→ **TO BE DONE**:
Reproduce verbatim the stretch of the Finsler holonomy text from "The holonomy group of a Finsler" through "and holonomy algebra.".

→ **TEXT BLOCK**:
****************

The holonomy group of a Finsler manifold is the group generated by parallel translations along loops with respect to the canonical connection.
If the Riemannian holonomy groups have been extensively studied and completely classified, for the Finslerian holonomy only few results are known and many of these are different from the Riemannian one. The authors of this article have seriously studied this subject and obtained fundamental results on it. Since 2011, they have published six other articles on the holonomy theory of Finsler manifolds. They have introduced a method for the investigation of holonomy properties of non-Riemannian Finsler manifolds by constructing tangent Lie algebras to the holonomy group: the curvature algebra, the infinitesimal holonomy algebra, and holonomy algebra.
In the present book chapter, the authors present this method and give a unified treatment of their results. In particular, they show that the dimension of these tangent algebras is usually greater than the possible dimensions of Riemannian holonomy groups and in many cases is infinite. It is proved that the holonomy group of a locally projectively flat Finsler manifold of constant curvature is finite-dimensional if and only if it is a Riemannian manifold or a flat Finsler manifold. Then the authors prove that the topological closure of the holonomy group of a certain class of simply connected, projectively flat Finsler 2-manifolds of constant curvature is not a finite-dimensional Lie group, and that its topological closure is the connected component of the full diffeomorphism group of the circle.

****************

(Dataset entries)
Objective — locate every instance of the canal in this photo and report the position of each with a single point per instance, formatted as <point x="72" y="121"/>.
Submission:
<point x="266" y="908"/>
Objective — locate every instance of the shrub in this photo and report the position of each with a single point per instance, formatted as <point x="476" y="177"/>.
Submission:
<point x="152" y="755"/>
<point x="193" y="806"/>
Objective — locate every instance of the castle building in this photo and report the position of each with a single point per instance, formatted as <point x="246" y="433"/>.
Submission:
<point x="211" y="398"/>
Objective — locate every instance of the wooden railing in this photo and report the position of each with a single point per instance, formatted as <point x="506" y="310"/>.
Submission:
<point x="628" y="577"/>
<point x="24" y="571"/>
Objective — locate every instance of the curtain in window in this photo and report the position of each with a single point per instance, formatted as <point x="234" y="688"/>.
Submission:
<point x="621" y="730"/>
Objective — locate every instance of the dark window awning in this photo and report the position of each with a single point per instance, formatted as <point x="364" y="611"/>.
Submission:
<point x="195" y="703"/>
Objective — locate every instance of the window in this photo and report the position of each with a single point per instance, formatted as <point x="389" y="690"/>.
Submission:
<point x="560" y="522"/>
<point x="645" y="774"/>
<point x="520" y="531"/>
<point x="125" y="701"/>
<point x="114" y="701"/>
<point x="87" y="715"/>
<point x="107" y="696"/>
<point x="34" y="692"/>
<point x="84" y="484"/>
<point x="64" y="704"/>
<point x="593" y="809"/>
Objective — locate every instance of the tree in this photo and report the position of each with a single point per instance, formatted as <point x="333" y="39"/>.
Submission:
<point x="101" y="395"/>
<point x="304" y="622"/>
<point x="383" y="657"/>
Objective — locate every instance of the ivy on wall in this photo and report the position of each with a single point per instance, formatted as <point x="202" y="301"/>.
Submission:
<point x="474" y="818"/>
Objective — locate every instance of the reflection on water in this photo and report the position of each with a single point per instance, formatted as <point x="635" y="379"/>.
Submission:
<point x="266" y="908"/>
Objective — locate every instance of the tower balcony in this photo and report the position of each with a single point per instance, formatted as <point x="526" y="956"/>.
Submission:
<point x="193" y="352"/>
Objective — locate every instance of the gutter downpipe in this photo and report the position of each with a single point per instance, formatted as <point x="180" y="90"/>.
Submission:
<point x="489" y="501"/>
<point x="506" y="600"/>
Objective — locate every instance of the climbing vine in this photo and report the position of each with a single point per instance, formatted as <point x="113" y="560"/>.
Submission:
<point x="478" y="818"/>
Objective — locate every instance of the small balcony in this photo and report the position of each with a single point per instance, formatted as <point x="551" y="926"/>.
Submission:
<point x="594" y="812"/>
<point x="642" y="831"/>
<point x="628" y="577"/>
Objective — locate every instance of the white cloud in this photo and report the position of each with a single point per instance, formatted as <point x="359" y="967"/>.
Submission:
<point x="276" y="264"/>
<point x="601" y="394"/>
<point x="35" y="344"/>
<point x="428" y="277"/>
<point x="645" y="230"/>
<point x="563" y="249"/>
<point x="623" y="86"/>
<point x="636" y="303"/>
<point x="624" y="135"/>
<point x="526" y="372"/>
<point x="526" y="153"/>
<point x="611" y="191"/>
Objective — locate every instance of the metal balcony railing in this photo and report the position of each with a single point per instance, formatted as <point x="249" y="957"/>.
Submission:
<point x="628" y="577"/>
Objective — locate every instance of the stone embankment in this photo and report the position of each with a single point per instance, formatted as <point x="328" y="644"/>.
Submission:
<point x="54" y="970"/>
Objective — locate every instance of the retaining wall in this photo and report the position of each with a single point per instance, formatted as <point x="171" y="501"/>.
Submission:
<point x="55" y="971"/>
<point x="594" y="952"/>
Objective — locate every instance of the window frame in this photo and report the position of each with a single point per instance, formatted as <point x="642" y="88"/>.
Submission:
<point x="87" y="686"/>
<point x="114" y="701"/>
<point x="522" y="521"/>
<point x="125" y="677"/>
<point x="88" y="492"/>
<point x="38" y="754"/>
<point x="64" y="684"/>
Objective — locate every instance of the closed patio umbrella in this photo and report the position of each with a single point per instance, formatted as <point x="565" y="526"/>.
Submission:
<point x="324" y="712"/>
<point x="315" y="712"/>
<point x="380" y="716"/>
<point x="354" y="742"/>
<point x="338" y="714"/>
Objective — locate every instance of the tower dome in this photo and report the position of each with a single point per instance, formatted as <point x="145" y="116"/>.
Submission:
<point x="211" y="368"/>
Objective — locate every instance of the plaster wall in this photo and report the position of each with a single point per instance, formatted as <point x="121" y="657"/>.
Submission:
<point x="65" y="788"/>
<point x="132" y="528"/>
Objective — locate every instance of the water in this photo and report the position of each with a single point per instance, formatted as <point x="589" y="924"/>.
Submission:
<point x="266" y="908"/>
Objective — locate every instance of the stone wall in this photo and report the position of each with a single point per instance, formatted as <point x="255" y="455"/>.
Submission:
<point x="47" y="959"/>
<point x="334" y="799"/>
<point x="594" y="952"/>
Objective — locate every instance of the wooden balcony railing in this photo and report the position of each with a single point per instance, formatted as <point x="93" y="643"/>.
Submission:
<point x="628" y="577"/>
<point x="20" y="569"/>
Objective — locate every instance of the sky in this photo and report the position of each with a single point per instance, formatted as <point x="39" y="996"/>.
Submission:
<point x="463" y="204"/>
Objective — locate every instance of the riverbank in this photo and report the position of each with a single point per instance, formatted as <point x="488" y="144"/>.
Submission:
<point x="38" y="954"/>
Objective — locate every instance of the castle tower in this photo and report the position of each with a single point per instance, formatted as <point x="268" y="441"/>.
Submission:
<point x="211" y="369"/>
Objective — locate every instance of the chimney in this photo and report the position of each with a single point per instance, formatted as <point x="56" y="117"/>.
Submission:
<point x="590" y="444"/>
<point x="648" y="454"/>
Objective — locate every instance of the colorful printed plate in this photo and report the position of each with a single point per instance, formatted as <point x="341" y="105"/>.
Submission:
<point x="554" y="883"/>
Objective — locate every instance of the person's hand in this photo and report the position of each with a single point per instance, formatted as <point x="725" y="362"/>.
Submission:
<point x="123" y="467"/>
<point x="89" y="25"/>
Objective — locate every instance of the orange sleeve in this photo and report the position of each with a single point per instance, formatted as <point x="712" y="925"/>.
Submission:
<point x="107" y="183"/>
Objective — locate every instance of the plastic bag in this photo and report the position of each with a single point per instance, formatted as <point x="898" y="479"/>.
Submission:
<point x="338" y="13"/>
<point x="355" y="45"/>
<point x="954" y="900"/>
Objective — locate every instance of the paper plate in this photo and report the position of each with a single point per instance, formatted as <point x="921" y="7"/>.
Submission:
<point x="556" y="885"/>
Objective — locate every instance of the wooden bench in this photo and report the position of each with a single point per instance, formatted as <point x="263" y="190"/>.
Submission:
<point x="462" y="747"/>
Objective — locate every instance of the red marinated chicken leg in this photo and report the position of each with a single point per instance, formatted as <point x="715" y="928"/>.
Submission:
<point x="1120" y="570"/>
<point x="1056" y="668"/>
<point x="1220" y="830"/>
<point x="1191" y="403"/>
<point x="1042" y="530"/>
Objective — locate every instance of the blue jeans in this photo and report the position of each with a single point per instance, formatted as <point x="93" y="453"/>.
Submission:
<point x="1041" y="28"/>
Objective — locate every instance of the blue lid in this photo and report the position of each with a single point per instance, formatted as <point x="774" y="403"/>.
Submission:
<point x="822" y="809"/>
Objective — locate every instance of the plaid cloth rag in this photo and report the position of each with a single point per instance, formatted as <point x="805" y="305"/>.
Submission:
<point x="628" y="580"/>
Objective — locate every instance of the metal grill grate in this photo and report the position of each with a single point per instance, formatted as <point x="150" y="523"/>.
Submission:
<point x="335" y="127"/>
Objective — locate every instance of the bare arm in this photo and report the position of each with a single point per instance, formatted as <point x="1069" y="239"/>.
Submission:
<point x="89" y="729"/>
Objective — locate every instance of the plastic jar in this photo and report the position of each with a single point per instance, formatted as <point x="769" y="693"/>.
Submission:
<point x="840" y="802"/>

****************

→ **RESULT OF THIS TASK**:
The holonomy group of a Finsler manifold is the group generated by parallel translations along loops with respect to the canonical connection.
If the Riemannian holonomy groups have been extensively studied and completely classified, for the Finslerian holonomy only few results are known and many of these are different from the Riemannian one. The authors of this article have seriously studied this subject and obtained fundamental results on it. Since 2011, they have published six other articles on the holonomy theory of Finsler manifolds. They have introduced a method for the investigation of holonomy properties of non-Riemannian Finsler manifolds by constructing tangent Lie algebras to the holonomy group: the curvature algebra, the infinitesimal holonomy algebra, and holonomy algebra.